Francamente ho sempre detto a tutt* che non avevo più spazio per amicizie, ed è vero: non ho mai avuto bisogno di amici per andare a mostre teatri cena fuori. Sto molto bene da sola. Ho qualche conoscente, e al massimo posso andare fuori a cena una volta l’anno o così. Ma non passa la barriera dell’amicizia, perché non riesco a gestirne così tante.
D'accordo su tanto di quello che hai scritto, anche nei miei tanti viaggi da solo, essendo introverso, sono più le volte in cui ho preferito stare da solo che in compagnia, per desiderio mio aggiungo 😂 (orso inside).
Sulla domanda del sondaggio invece... dipende da cosa si intende per amici. Se intendi qualcuno/a con cui chiacchierare, vivere qualche esperienza, andare a cena qualche volta, sentirsi ogni tanto via chat, ecc... (in viaggio o nella vita di tutti giorni) OK è possibile anche da adulti.
L'amicizia con legami forti invece sono convinto si possa generare solo nel passare tanto tempo insieme (ecco perché si sviluppa nelle scuole, nei gruppi o con i vicini di casa quando si è giovani). Ora rimane il lavoro, ma è un ambiente spesso non adatto. Argomento infinito, dove ognuno ha la sua idea, ma se intendi questo tipo di amicizia, no, non credo sia possibile da adulti, o almeno rarissima.

++++++++++

## ESERCIZI:
• 1. Ricopia dal brano sull'amicizia la parte che comincia con le parole "Francamente ho sempre" e si chiude dopo le parole "gestirne così tante.".
• 2. Elenca i contesti in cui, secondo il brano sull'amicizia, si sviluppa l'amicizia con legami forti quando si è giovani.

(Dati di puntamento basati su immagini)
++++++++++

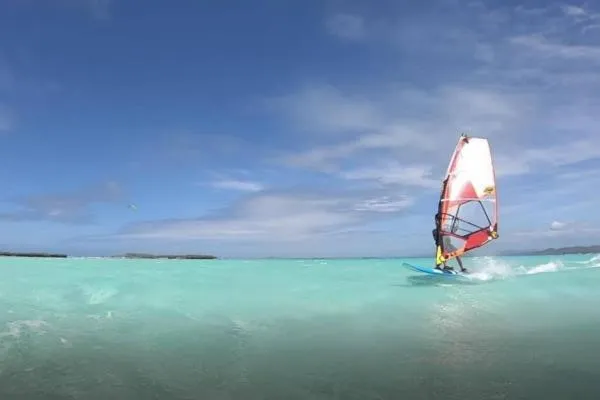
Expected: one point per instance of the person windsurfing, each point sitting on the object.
(447, 245)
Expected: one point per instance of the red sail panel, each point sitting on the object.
(468, 208)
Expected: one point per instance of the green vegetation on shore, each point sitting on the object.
(567, 250)
(126, 255)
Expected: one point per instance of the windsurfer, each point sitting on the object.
(447, 245)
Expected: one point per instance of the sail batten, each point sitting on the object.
(467, 216)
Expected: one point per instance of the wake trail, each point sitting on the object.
(489, 268)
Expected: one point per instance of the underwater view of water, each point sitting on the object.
(518, 328)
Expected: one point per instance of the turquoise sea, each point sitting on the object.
(521, 328)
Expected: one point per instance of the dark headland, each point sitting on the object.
(557, 251)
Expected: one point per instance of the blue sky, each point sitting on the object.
(280, 128)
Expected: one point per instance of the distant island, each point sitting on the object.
(18, 254)
(126, 255)
(557, 251)
(168, 256)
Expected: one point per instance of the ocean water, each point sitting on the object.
(520, 328)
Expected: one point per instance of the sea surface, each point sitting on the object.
(367, 329)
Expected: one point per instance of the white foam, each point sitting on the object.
(490, 268)
(551, 266)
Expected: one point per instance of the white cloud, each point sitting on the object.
(346, 26)
(573, 10)
(244, 186)
(557, 225)
(276, 217)
(541, 45)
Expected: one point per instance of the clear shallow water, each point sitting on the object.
(522, 328)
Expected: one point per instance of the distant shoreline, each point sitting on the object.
(126, 255)
(32, 254)
(167, 256)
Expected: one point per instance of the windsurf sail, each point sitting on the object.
(467, 215)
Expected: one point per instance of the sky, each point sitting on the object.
(291, 128)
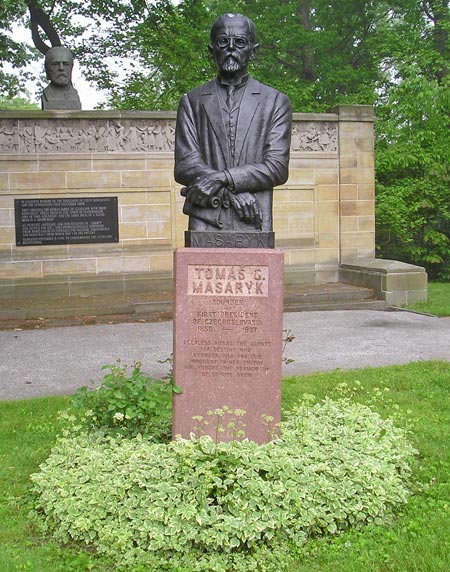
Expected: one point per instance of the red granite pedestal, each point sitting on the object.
(228, 325)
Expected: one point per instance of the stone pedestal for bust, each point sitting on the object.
(228, 325)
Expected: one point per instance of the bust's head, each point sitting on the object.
(58, 66)
(233, 44)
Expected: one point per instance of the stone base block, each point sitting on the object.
(228, 325)
(398, 283)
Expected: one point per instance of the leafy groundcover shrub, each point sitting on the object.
(203, 506)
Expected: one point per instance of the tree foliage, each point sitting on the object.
(394, 54)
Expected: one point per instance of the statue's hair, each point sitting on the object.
(53, 50)
(225, 17)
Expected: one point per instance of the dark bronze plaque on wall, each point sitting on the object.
(66, 221)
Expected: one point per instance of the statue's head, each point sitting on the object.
(59, 65)
(233, 44)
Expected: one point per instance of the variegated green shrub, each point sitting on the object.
(204, 506)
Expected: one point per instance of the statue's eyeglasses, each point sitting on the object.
(228, 41)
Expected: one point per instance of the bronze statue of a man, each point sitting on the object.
(232, 138)
(60, 93)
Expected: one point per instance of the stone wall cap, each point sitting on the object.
(381, 265)
(315, 116)
(88, 114)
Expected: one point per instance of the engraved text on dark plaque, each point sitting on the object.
(66, 221)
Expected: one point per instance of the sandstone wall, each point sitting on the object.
(323, 215)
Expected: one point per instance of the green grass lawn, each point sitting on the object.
(438, 300)
(417, 540)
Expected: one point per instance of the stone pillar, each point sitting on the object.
(356, 181)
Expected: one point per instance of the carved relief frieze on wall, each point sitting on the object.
(314, 136)
(26, 136)
(86, 136)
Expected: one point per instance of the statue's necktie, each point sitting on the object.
(230, 96)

++++++++++

## SOLUZIONI:
• 1.
Francamente ho sempre detto a tutt* che non avevo più spazio per amicizie, ed è vero: non ho mai avuto bisogno di amici per andare a mostre teatri cena fuori. Sto molto bene da sola. Ho qualche conoscente, e al massimo posso andare fuori a cena una volta l’anno o così. Ma non passa la barriera dell’amicizia, perché non riesco a gestirne così tante.

• 2. Le scuole, i gruppi e i vicini di casa.